§ **Experimente**: Segundo o texto sobre o Recôncavo da Baía de Todos os Santos, de quais capitanias eram as terras que formavam o recôncavo? Liste todas.

____ Texto em estudo

O Recôncavo da Baía de Todos os Santos era formado por Terras de Três Capitanias
Publicado em 04/05/2021 por Gleide Selma
Governo Geral do Estado do Brasil
O recôncavo da baía de Todos os Santos era formado por terras de três capitanias, que eram a da Bahia de Todos os Santos, a de Sergipe del Rey e a do Paraguaçu, sendo que as duas primeiras eram capitanias régias e a terceira era uma capitania hereditária.
A capitania da Bahia de Todos os Santos já tinha uma unidade administrativa política municipal, estabelecida no recôncavo da baía de Todos os Santos, que era a cidade do Salvador; no entanto, as outras duas capitanias não o tinham.
Como Dom Pedro II (1683-1706) determinou a criação de três vilas no recôncavo da baía através de carta régia datada de 27 de dezembro de 1693, coube ao novo governador geral do Brasil Dom João de Lencastre (1694-1702) dar atendimento a essa determinação régia.

________
____ Dados fornecidos

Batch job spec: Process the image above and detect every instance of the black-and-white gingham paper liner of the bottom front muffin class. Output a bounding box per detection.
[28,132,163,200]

________

§ **Resultado abaixo**:
- Bahia de Todos os Santos
- Sergipe del Rey
- Paraguaçu